TASK GOAL: Copy out each line featuring the string "shirt" from the entries beneath.

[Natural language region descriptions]

┌────────

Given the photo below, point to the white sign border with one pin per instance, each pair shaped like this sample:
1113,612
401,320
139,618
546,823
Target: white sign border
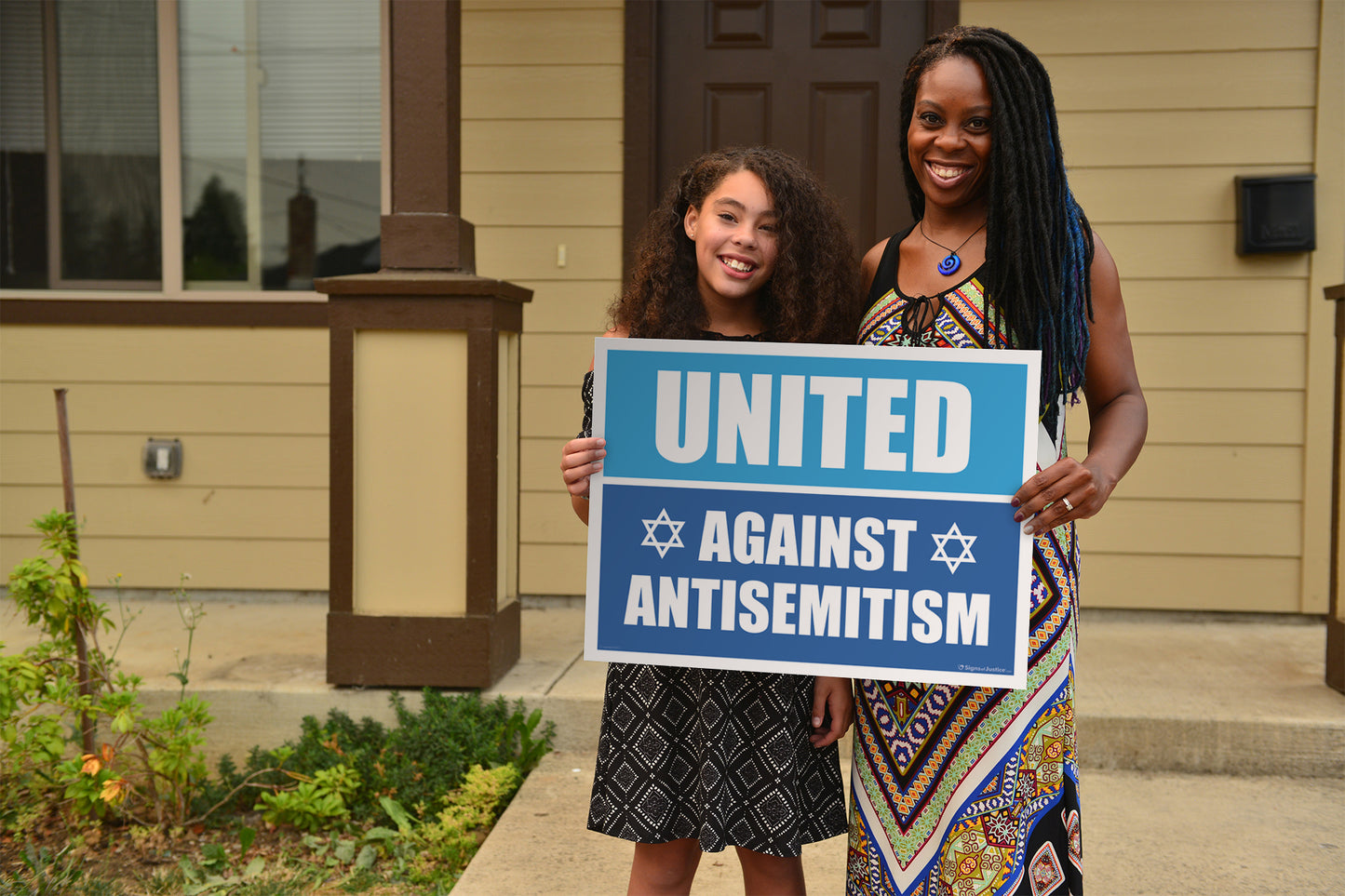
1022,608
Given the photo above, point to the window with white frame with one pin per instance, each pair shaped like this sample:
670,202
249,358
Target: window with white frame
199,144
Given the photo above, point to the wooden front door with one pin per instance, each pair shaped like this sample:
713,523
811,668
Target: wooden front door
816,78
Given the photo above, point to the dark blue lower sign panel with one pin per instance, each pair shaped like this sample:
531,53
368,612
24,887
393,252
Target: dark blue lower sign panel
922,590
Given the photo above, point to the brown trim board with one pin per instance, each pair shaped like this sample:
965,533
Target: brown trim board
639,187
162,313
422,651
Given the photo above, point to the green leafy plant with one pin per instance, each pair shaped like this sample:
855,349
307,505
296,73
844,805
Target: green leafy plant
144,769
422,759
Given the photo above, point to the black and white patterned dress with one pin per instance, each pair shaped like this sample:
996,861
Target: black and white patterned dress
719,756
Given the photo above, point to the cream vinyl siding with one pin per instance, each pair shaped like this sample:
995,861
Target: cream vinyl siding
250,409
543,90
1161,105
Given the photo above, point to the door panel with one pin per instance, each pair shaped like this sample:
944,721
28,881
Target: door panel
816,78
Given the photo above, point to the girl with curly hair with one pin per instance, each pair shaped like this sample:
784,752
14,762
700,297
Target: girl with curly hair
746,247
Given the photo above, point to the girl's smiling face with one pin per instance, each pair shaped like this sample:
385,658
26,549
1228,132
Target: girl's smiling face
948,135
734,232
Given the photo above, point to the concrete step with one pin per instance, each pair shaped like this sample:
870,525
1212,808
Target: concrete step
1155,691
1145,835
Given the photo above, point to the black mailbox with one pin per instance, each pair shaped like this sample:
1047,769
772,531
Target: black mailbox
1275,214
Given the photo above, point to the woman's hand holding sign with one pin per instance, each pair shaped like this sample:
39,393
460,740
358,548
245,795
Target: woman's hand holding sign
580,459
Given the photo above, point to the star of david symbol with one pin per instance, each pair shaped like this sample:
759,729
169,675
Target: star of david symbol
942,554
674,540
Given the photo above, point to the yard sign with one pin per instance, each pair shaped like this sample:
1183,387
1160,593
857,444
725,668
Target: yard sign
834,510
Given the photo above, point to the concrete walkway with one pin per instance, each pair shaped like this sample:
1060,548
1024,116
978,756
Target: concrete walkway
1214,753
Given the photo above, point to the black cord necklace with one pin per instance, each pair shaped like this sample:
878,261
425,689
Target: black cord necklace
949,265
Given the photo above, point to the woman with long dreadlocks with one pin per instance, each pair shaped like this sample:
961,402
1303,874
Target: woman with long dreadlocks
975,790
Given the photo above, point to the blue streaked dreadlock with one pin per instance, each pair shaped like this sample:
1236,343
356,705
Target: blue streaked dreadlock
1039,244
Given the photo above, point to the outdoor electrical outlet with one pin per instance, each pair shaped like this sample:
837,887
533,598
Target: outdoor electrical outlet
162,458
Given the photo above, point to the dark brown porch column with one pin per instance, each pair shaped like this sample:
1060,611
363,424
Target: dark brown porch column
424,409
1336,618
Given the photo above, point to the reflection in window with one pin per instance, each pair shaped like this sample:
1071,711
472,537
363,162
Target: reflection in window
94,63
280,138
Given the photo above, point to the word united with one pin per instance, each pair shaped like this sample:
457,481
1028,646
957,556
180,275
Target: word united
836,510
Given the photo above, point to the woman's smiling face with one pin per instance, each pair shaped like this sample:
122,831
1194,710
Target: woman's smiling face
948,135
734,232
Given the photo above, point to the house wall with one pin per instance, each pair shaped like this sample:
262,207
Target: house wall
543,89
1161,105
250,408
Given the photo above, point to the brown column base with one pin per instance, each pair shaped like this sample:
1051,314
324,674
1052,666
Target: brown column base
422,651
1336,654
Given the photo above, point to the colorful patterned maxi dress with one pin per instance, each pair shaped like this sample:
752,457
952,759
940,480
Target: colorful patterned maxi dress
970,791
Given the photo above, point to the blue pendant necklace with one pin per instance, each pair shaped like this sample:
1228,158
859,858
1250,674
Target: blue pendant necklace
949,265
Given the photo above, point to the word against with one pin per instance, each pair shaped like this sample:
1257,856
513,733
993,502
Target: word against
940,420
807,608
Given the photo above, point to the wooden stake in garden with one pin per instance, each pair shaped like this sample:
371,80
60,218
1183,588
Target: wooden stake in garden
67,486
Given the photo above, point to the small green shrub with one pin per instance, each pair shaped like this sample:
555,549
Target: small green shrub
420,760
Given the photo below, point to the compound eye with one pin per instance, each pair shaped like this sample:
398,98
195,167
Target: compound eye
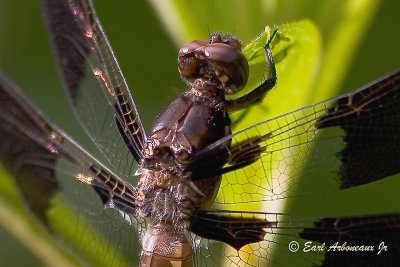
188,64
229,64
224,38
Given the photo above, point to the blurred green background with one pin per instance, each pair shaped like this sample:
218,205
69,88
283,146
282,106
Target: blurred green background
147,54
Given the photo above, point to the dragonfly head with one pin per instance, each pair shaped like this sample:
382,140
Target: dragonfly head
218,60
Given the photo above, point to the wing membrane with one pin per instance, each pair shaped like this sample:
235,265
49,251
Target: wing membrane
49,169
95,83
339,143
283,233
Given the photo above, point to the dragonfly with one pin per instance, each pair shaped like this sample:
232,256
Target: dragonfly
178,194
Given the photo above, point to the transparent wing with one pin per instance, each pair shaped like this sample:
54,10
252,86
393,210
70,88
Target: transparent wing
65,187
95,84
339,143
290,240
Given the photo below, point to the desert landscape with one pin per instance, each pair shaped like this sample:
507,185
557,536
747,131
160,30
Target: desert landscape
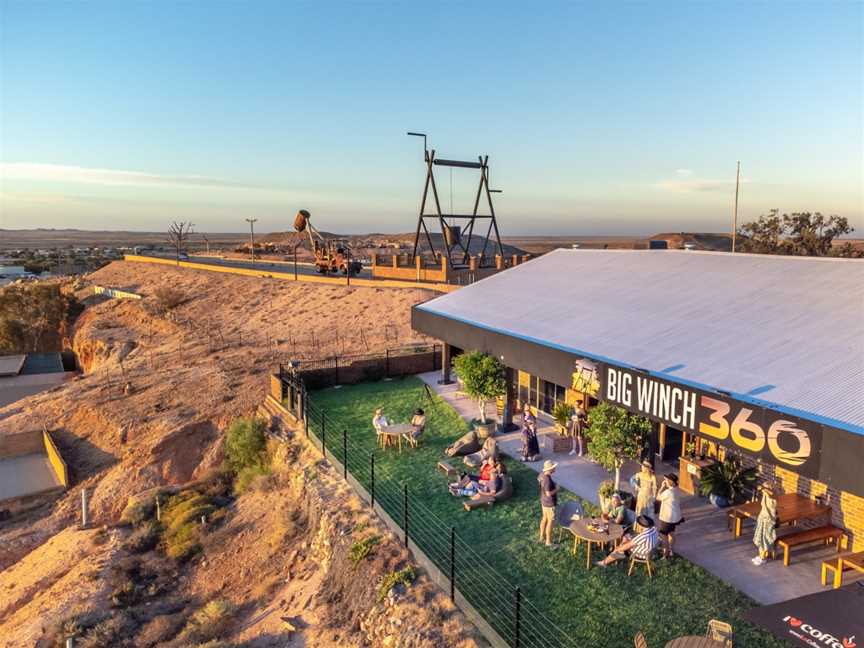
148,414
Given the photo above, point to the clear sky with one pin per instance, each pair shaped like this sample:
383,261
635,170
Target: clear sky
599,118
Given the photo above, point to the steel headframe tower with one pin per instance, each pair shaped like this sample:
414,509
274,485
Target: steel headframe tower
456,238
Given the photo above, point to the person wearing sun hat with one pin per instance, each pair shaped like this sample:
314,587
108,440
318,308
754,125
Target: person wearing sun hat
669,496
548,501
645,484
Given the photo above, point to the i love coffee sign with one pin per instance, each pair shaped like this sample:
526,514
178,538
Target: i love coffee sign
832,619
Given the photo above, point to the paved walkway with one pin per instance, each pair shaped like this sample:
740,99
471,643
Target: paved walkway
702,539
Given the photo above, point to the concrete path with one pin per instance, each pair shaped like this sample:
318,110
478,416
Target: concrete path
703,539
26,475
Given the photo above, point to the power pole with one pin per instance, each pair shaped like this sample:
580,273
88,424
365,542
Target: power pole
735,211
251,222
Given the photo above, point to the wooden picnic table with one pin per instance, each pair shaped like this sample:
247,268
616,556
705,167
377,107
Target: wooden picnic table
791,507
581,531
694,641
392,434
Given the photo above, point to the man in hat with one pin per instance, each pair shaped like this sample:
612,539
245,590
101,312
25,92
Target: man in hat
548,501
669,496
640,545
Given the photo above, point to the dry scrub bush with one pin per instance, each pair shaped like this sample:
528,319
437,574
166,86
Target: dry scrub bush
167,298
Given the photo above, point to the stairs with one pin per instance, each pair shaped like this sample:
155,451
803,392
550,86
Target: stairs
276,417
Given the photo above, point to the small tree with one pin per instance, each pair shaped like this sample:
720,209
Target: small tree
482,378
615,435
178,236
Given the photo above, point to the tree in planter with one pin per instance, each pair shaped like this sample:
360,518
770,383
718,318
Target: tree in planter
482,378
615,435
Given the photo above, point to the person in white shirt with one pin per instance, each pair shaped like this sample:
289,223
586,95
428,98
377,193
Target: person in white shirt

└────────

EXERCISE ANSWER:
Given the photo above, point to the person in white shirt with one pin per instance, each pair shaped like this sample:
Target: person in white shirt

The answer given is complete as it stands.